**Given text**
*****
/ 4 June 2004

Advanced symptoms of malaise

Unprecedented public distrust of the Department of Health is threatening its efforts to eradicate inequalities in the public health sector. In the month since Manto Tshabalala-Msimang was reappointed to a second term as health minister, the department has had to juggle two court cases, resignations of crucial staff and glitches in the anti-retroviral (ARV) roll-out plan.

Recent initiatives by the department have been hailed as excellent by experts — but the department’s failure to communicate the benefit of these new regulations has swung public opinion against them.

”My sympathies are with the government, but the problem is with the department’s communication,” said Jerry Coovadia, professor of HIV/Aids research at the Nelson Mandela School of Medicine, University of KwaZulu-Natal, in Durban.

He said department’s intention in most of its initiatives was to ensure the poor have access to free health care.

The resignation of key officials — including Nono Simelela, head of the HIV/Aids directorate — has created the impression that the department is a sinking ship.

This week the department faced two court challenges — one by doctors opposed to its attempt to curb their right to dispense medicine to their patients, and another by stakeholders in the pharmaceutical sector.

In the same week, the department created unnecessary panic among paediatricians providing ARV treatment to children by announcing that there could be difficulties in procuring the drugs.

Experts say the chaos is caused by a lack of ”buy-in”, or faith, in the department.

The events of the past month have been in the pipeline for most of the past decade. The department had a ”trial and error” style in the first half of the decade and, in the next half, it was bogged down by court cases, according to Nzapfurundi Chabikuli, director of Wits University’s Centre for Health Policy.

”Any type of change that goes so deep as to impact on the livelihood of professionals — you must expect resistance. You cannot force regulations down the throats [of health sector players] — you must consult widely.”
*****
Excerpts from a dataset
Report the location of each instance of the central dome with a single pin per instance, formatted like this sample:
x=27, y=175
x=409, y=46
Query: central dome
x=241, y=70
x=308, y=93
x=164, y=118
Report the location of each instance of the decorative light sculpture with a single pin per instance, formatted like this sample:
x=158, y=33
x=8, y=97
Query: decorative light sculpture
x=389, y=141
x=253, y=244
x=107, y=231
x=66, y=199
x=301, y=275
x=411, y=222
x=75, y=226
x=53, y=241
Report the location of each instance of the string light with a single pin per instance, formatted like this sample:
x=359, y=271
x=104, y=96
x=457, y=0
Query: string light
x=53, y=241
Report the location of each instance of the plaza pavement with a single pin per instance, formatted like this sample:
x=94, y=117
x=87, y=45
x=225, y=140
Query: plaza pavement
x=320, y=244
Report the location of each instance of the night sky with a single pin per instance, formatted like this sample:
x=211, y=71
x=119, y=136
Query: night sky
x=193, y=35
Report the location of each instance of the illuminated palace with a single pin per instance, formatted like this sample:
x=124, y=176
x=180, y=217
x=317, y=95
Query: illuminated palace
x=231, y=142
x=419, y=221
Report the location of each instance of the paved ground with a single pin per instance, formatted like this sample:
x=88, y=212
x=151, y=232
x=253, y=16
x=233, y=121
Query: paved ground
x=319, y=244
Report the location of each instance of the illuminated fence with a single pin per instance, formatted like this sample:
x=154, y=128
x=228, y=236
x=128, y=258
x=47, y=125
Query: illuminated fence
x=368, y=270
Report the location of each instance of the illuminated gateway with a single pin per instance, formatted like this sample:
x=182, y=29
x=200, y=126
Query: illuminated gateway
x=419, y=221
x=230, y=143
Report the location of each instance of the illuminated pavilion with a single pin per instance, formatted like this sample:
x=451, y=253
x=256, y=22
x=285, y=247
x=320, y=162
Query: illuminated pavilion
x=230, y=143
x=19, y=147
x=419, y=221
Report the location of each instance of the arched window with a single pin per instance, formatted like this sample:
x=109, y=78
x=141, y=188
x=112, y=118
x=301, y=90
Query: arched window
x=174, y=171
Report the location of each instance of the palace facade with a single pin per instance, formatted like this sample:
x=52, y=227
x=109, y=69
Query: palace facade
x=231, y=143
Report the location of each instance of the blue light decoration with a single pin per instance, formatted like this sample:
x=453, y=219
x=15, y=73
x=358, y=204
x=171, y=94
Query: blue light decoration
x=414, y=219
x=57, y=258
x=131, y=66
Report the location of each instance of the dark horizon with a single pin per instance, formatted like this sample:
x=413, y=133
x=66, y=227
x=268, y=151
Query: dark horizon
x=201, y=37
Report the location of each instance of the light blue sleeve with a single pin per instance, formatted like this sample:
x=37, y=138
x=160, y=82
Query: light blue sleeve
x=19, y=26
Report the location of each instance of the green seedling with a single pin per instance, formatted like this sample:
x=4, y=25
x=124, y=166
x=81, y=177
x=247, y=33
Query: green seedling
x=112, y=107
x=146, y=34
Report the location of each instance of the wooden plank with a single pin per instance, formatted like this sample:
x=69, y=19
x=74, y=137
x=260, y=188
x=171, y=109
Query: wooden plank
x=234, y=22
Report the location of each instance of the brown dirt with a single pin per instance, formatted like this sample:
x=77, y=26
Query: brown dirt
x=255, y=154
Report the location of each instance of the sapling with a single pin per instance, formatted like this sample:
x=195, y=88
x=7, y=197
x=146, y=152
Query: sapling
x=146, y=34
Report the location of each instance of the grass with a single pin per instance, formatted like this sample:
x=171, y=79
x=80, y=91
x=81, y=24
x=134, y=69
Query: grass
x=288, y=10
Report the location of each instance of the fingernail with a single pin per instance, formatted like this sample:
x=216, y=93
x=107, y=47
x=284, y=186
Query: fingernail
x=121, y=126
*****
**Exercise requirements**
• a. Using the article on the Department of Health, decide whether each statement agrees with it, answering yes or no and quoting the words that settle it: (i) Nono Simelela headed the HIV/Aids directorate. (ii) The department faced a single court challenge this week. (iii) Jerry Coovadia said his sympathies are with the doctors.
• b. Extend the article on the Department of Health, picking up after its final sentence.
This material was taken from a different source than the article.

**Results of the tasks**
• a.
(i) Yes: "including Nono Simelela, head of the HIV/Aids directorate"
(ii) No: "This week the department faced two court challenges"
(iii) No: "My sympathies are with the government"

• b.
The department has been trying to bring affordable health care to all since 1994. And since that date it has had a good set of policies and legislation — but bad management at ministerial level, said Mark Heywood, director of the Aids Law Project at Wits University’s Centre for Applied Legal Studies.

He said the fault lay largely with Tshabalala-Msimang’s ”bull-in-a china-shop” management style.

”There are lots of vested interests [in the health sector] and the real challenge is how to make [these interests] work for the sector.” The management style should be flexible to outwit those who had a vested interest.

He said that although the intention behind the reforms was good, the execution was ”shocking” and affected health service delivery.

Since the long-running Aids debacle, said experts, Tshabalala-Msimang and her department have lost credibility with the public.

”Given the track record of the [health] minister this is not surprising, but she manages to exacerbate the distance between the public and the department,” Coovadia said.

Last straw for Simelela

The resignation of Nono Simelela, head of the Department of Health’s HIV/Aids directorate, came as no surprise to those working in the Aids field, considering the years she has spent holding down what may be the worst job in the government.

After four years of gruelling work to get the world’s biggest anti-retroviral (ARV) treatment programme off the ground, she leaves amid speculation that the reappointment of Manto Tshabalala-Msimang as health minister was the last straw.

Simelela’s appointment in 1998 came just before the president’s dissident phase.

She is said to have had good relations with civil society and academics who were pushing for the ARV treatment campaign. There is no doubt she was stuck between a rock and a hard place. The toll began to show last year when she was hospitalised, apparently for stress.

Perhaps she is wise to leave now; when the real work of implementing the complex programme needs strong political and technical leadership. And she can be forgiven for leaving a position which obviously was causing her mounting distress.

She will be remembered especially by the media for her standard response to all questions on ARV treatment: ”It’s difficult to get a policy when you haven’t done adequate research. And we’re hoping that at least not later than the middle of the second half of this year, we should have some guidance about what needs to be done.”